### ENUNCIADO DO PROBLEMA:
No trecho sobre Blade Runner, de que Decard se lembra, na versão final, enquanto Rachel volta a tocar piano?

A retirada das falas pode parecer estranha ao espectador tradicional (que assistiu ao original de 82), mas trás ao espectador técnico/ crítico a liberdade de criar o seu subtexto na teoria. As possibilidades de rescrever a história se tornam mais amplas.

A versão final (ou “Final Cut”) encaixa direitinho, e mais mastigada, os pensamentos de Decard, sugeridos nos momentos finais da versão do diretor. Voltamos a nos questionar sobre as memórias perdidas – enquanto Rachel (Sean Young) voltava a tocar piano, Decard (Harrison Ford) se lembra do unicórnio. Diferente da versão do diretor, que vê a miniatura de papel e no fim relembra (o espectador, menos preocupado com as evidências, não associaria a cena do piano).


Definitivamente um trabalho visionário comparado a outras produções de ficção em tempos mais remotos, desde o lendário Metrópolis (1927) de Fritz Lang, e grande idealizador das características que vimos nessas obras (carros voadores e a relação familiar entre homem e máquina) ao acréscimo de um cenário tomado pela decadência ambiental,  fazem de Blade Runner (embora reconhecido tardiamente) um merecido clássico moderno cultuado.

(Trechos de dados sobre apontamento de objetos)

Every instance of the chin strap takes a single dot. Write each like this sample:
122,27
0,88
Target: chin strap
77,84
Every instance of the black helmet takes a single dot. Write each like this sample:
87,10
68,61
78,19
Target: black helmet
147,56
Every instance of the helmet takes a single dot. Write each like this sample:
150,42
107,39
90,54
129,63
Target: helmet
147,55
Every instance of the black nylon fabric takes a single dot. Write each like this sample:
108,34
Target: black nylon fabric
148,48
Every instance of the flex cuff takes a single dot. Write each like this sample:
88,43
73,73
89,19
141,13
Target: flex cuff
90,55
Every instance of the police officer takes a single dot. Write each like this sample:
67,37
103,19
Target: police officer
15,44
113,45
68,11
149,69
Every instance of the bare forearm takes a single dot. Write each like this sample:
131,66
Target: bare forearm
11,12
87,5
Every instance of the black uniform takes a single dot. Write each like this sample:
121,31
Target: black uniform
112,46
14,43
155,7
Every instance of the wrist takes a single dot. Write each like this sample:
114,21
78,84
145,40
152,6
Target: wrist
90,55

### RESPOSTA À TAREFA:
Decard se lembra do unicórnio.